# WHAT THE TASK REQUIRES
Copy each of the records below word for word.

_____

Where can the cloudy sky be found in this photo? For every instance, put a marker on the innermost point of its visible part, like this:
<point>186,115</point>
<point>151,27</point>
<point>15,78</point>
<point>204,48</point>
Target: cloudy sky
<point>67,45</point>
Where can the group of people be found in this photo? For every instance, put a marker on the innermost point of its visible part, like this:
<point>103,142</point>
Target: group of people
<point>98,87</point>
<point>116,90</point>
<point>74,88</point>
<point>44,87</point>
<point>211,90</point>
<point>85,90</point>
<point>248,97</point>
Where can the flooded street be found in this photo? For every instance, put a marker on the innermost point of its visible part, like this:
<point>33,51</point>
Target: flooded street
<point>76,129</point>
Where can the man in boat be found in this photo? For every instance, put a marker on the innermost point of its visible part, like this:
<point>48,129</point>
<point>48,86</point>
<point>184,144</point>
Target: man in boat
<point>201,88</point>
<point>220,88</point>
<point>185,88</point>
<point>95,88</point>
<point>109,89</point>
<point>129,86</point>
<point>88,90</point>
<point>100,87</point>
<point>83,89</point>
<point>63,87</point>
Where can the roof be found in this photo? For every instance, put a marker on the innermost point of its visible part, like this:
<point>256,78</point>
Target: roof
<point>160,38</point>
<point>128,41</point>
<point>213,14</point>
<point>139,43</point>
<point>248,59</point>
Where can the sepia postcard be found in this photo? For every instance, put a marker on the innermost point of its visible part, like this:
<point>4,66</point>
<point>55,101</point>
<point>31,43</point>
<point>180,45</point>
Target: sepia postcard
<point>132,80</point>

_____

# RESPONSE TO THE TASK
Where can the cloudy sky be found in this photo? For every instance, put a marker on the innermost point of its visible part, like this:
<point>186,115</point>
<point>151,27</point>
<point>15,78</point>
<point>204,48</point>
Target: cloudy sky
<point>67,45</point>
Where can the group of people be found in this photo? For every instance, put a marker on the innermost point of its visible part, like this:
<point>103,142</point>
Target: group of people
<point>98,87</point>
<point>116,90</point>
<point>74,88</point>
<point>44,87</point>
<point>211,90</point>
<point>85,90</point>
<point>248,97</point>
Where can the flooded street be found in this photo? For every instance, put a marker on the innermost point of its visible part, like this:
<point>33,51</point>
Target: flooded street
<point>76,129</point>
Where can the man in boat be found in this photo? For every instance, put a marker on the innermost point of its visible part, like this:
<point>48,129</point>
<point>48,86</point>
<point>184,144</point>
Target: man in boat
<point>201,88</point>
<point>220,88</point>
<point>185,88</point>
<point>95,88</point>
<point>109,89</point>
<point>129,86</point>
<point>88,90</point>
<point>100,87</point>
<point>83,89</point>
<point>63,87</point>
Where can the roof be found in this photo? For every instance, put a marker on the innermost point of its visible part, like this:
<point>256,78</point>
Target: roof
<point>160,38</point>
<point>128,41</point>
<point>213,14</point>
<point>139,43</point>
<point>248,59</point>
Where can the sepia postcard be found in this photo? For every instance, put a marker on the innermost point of its visible part, like this:
<point>4,66</point>
<point>55,101</point>
<point>31,43</point>
<point>180,45</point>
Target: sepia postcard
<point>132,80</point>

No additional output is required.